### What you need to do
Write the records below out in full, character for character, with no pictures.

-------- Data lines

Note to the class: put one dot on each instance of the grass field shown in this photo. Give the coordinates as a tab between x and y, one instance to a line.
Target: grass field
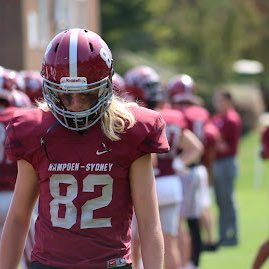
252	195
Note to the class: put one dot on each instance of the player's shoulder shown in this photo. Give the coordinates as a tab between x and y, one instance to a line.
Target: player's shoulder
233	115
173	116
195	109
29	121
144	115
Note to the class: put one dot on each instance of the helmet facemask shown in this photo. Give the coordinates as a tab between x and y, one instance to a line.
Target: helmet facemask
81	120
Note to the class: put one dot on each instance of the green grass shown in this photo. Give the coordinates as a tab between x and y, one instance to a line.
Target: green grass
252	195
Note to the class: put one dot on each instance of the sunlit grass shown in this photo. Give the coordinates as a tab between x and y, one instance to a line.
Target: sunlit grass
252	193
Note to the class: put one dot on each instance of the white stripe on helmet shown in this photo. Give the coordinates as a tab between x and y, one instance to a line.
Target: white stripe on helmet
73	53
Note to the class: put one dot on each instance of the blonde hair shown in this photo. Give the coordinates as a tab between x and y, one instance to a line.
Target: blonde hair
115	120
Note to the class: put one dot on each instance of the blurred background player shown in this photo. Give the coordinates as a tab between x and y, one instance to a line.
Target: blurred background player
10	99
196	209
32	84
225	168
143	83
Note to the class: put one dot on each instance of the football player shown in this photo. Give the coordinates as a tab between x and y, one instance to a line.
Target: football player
143	82
182	94
86	154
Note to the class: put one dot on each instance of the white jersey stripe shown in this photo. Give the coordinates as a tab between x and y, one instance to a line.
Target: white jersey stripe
73	72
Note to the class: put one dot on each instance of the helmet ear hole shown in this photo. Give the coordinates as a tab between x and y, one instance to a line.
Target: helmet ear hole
56	47
91	47
87	67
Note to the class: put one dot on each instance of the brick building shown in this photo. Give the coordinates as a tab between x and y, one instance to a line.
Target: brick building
27	26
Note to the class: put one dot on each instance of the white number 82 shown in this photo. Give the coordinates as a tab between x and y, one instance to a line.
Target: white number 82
70	217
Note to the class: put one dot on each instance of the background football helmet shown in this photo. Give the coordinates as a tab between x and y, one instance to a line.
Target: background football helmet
181	88
118	84
10	86
143	84
77	61
32	84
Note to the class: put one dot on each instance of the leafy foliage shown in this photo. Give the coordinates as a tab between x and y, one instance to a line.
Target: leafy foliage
202	38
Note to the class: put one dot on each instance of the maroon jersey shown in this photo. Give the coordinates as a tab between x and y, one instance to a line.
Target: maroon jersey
8	168
229	126
198	120
85	206
212	136
196	117
175	124
265	143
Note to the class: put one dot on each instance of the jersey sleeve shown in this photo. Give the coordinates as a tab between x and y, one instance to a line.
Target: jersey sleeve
148	135
156	140
15	148
21	137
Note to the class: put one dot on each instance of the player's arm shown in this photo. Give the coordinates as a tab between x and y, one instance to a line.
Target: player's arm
19	215
261	256
192	147
147	213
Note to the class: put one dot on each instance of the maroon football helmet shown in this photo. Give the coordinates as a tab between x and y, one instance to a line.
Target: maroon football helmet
32	84
181	88
143	83
118	84
77	61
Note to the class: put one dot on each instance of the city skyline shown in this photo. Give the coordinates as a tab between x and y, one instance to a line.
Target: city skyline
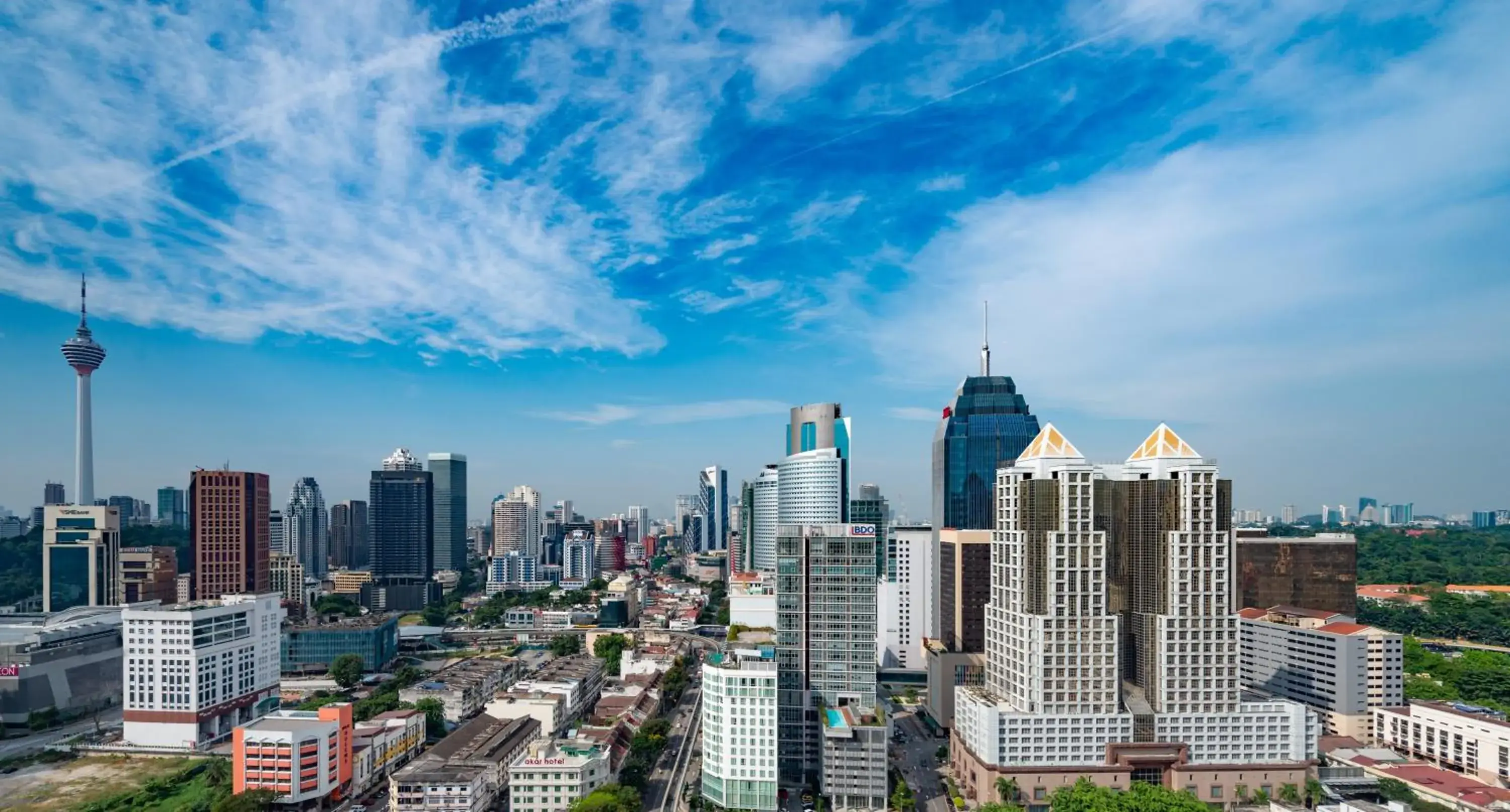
772	230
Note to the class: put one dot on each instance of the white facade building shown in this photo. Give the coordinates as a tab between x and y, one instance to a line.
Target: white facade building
903	606
553	773
197	671
739	731
765	520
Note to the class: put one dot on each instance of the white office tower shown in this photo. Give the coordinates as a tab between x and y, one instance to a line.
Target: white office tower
532	517
739	729
765	520
810	488
905	604
1112	645
307	533
197	671
511	521
828	725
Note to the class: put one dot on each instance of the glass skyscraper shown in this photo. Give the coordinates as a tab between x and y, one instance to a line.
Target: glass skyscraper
987	428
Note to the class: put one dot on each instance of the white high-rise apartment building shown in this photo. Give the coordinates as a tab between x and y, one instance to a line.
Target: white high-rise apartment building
739	729
811	490
1112	642
197	671
511	520
903	604
532	517
766	517
307	532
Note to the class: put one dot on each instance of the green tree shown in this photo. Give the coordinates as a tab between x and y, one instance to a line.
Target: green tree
346	671
1008	790
253	800
434	716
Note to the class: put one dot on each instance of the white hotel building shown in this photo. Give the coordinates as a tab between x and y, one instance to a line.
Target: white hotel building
1112	643
739	729
197	671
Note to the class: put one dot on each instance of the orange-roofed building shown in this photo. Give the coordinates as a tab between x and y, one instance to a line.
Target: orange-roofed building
301	755
1325	660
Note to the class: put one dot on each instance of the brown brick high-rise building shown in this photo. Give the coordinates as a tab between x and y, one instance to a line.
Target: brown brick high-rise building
229	532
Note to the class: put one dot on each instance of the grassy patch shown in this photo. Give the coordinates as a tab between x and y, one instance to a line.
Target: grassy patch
85	781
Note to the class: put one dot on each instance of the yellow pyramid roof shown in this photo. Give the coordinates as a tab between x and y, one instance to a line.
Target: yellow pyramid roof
1163	443
1048	444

----------------

### Exercise response
Note to the class: put one dot on each instance of the grass field shown in this photo. Give the coordinates as a tab between x and y, one instance to a line.
Target: grass field
252	195
Note to the class: put one dot on each instance of the player's shoulder shown in this photo. Give the coordinates as a tab between x and y, one instance to a line.
Target: player's shoulder
233	115
173	116
195	109
29	121
144	115
Note to the class: put one dot on each instance of the helmet facemask shown in this photo. Give the coordinates as a tab between x and y, one instance to a line.
Target: helmet facemask
81	120
Note to the class: put one dot on each instance of the green grass shown in this photo. Give the coordinates as a tab between x and y, one instance to a line.
Target: green grass
252	195
Note to the class: put one dot on each instance of the sunlit grass shown in this photo. Give the coordinates as a tab between x and y, one instance to a line.
Target: sunlit grass
252	193
Note to the class: put one dot on each instance of the white stripe on helmet shown in this photo. Give the coordinates as a tab between x and y, one instance to a line.
Target: white stripe on helmet
73	53
Note to the class: put one dot on each instance of the blonde hair shown in this photo. Give the coordinates as a tab between x and y, one instance to a line.
Target: blonde hair
115	120
Note to the class: put one dot on each instance of the blurred background player shown in this photo. Give the coordinates as a tab between x and y, one instance to a line.
Target: blurred background player
10	99
196	209
32	84
225	168
143	83
Note to the class: put one dot on each instance of the football player shown in this photo. Give the coordinates as a tab between x and y, one instance to a line.
Target: football player
143	82
182	94
86	154
Note to the class: put one dot on each instance of the white jersey stripe shown in this photo. Give the coordinates as a tab between x and y, one instance to a line.
Target: white jersey stripe
73	72
Note to the class: put one dot on each instance of the helmet ear hole shown in this photo. Give the coordinates as a tab between x and y, one instance to a line.
Target: helmet ear hole
56	47
91	47
87	67
Note to the class: put one dot on each instance of the brick building shown in this photo. Give the coordinates as a tab between x and y, one instance to a line.
Target: brick building
27	26
Note to the class: put one dot on each instance of the white number 82 shown in this photo. Give the coordinates as a tab between x and y, one instance to a line.
Target: white number 82
70	217
Note to the class: put one dot on each instance of the background football helmet shown in this photo. Give the coordinates as a tab between x and y, one instance to a line.
Target: background football helmet
181	88
118	84
10	86
143	84
77	61
32	84
Note to the class: put one dot on each instance of the leafy foliage shown in this photo. Give the coordinates as a tab between x and y, one instance to a line.
Target: leafy foliage
202	38
Note to the class: put one dot on each instance of the maroon jersey shown in this photo. Give the coordinates as a tab between x and y, one instance to a line.
Target: maroon jersey
8	168
229	126
198	120
85	206
212	136
196	117
175	124
265	143
Note to the class: put one dot on each instance of the jersey sleeve shown in this photo. Give the coordinates as a tab between x and y, one instance to a line.
Target: jersey sleeve
148	135
156	140
15	148
21	137
Note to the class: put one dot on each instance of the player's arm shown in this photo. Give the coordinates as a tab between x and y, one instance to a line.
Target: player's arm
19	215
261	256
192	147
147	213
Note to the class: put one dot on each instance of the maroon football helmet shown in this photo. Give the coordinates as a tab between x and y, one instance to a line.
Target: maroon football helmet
32	84
181	88
143	83
118	84
77	61
Note to the class: put one dot on each instance of the city skyline shown in this photo. Give the coordinates as a tab between x and y, one instance to a line.
Target: city skyline
772	230
Note to the class: put one dot on each instance of the white facade building shown in this photo. Give the coordinates as a tab between x and y, one instance to a line.
Target: white facade building
903	606
553	773
197	671
739	731
765	520
Note to the class: put one dot on each instance of the white office tower shown in this photo. Give the coordinates as a tab between x and y, one instance to a line.
Target: white office tower
532	517
739	729
765	520
810	488
905	604
1112	645
307	533
197	671
511	521
828	725
Note to the class: put one dot on each instance of the glass skyscraper shown in this photo. Give the coordinates as a tab between x and y, one instance to a line.
Target: glass skyscraper
987	428
Note to the class: put one dot on each instance of the white high-rise apartment building shown in this photo. Give the coordinates as a tab between x and y, one instance to a line.
Target: white high-rise apartment building
739	729
811	490
1112	642
197	671
511	520
903	604
532	517
766	517
307	532
Note to the class: put one dot on each instance of the green tree shown in this photo. Give the coordinates as a tab between x and y, one instance to a line.
Target: green tree
346	671
1008	790
253	800
434	716
Note to the class: put one dot on each instance of the white hotel building shown in this photo. Give the coordinates as a tab between x and y, one instance to a line.
Target: white hotel building
1112	643
739	729
197	671
Note to the class: put one dot on each instance of the orange-roofed building shown in this photo. Give the coordinates as a tab between x and y, one instance to a line.
Target: orange-roofed building
301	755
1325	660
Note to the class: put one dot on each instance of the brown brick high-rise building shown in this photo. Give the coordinates as a tab between x and y, one instance to a line.
Target: brown brick high-rise building
229	532
Note to the class: put one dot on each instance of the grassy patch shown in this photo. Give the coordinates as a tab between x and y, one instance to a line.
Target: grassy patch
85	781
Note to the class: put one dot on each instance of the yellow pyramid roof shown in this photo. Give the coordinates as a tab between x and y, one instance to a line.
Target: yellow pyramid roof
1163	443
1048	444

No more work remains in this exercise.